(DATASET begins)
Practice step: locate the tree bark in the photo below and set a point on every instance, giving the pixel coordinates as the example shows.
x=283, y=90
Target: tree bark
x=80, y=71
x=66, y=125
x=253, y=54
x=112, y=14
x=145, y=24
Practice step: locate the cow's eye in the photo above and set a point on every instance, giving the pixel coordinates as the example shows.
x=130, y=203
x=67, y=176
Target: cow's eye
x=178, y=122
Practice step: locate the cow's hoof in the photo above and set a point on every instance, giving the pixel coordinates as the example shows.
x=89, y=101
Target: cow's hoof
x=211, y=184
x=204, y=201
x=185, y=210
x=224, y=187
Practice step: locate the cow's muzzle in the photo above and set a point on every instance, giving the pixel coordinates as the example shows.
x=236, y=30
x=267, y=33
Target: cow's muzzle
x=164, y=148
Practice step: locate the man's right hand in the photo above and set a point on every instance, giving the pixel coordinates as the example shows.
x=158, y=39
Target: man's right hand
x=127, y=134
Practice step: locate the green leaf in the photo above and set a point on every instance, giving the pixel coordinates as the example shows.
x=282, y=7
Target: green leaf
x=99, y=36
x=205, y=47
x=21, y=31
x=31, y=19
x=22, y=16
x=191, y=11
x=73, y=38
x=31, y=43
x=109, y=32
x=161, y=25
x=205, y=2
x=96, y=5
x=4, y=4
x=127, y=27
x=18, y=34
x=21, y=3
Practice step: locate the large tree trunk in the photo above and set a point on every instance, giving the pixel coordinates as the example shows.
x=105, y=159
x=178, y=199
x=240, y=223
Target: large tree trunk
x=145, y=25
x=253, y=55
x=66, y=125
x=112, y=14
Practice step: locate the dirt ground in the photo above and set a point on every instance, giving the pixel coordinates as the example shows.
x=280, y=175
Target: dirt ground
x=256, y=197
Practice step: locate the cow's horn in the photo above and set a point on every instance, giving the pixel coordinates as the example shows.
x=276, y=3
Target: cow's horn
(DATASET ends)
EXERCISE
Extract each entry in full and write it down exactly.

RESPONSE AREA
Practice step: locate the tree bark in the photo below and set a point on every instance, giving the pixel coordinates as the example shows.
x=283, y=90
Target: tree bark
x=80, y=71
x=66, y=125
x=253, y=54
x=112, y=14
x=145, y=24
Practice step: locate the cow's eye in the photo above and set a point on every instance, giving the pixel coordinates as the example shows.
x=130, y=203
x=67, y=176
Target: cow's eye
x=178, y=122
Practice step: locate the cow's hoof in the photo above and set a point on every instance, giving the pixel coordinates as the example shows.
x=89, y=101
Target: cow's hoof
x=211, y=184
x=204, y=201
x=185, y=210
x=224, y=187
Practice step: locate the cow's muzzle in the photo above and set a point on every instance, giving the pixel coordinates as the example shows.
x=236, y=30
x=267, y=33
Target: cow's muzzle
x=164, y=148
Practice step: locate the man's right hand in the photo above and set a point on every instance, giving the pixel coordinates as the example shows.
x=158, y=39
Target: man's right hand
x=127, y=134
Practice step: locate the green leaf in the photo above and set a point on every instance, giving the pixel coordinates as the example shows.
x=282, y=7
Target: green leaf
x=99, y=36
x=205, y=47
x=21, y=31
x=31, y=19
x=22, y=16
x=191, y=11
x=73, y=38
x=31, y=43
x=109, y=32
x=161, y=25
x=205, y=2
x=96, y=5
x=4, y=4
x=127, y=27
x=18, y=34
x=21, y=3
Practice step: locate the large tree trunk in the photo above and set a point on every instance, giving the pixel coordinates as the example shows.
x=105, y=159
x=178, y=199
x=240, y=223
Target: large tree trunk
x=145, y=25
x=253, y=55
x=66, y=125
x=112, y=14
Practice step: locate the dirt ground in the photo above and set a point on every instance, giving the pixel coordinates as the example shows.
x=280, y=175
Target: dirt ground
x=256, y=197
Practice step: locate the cow's horn in the photo above and set a point on every instance, giving the pixel coordinates as the example shows.
x=276, y=3
Target: cow's horn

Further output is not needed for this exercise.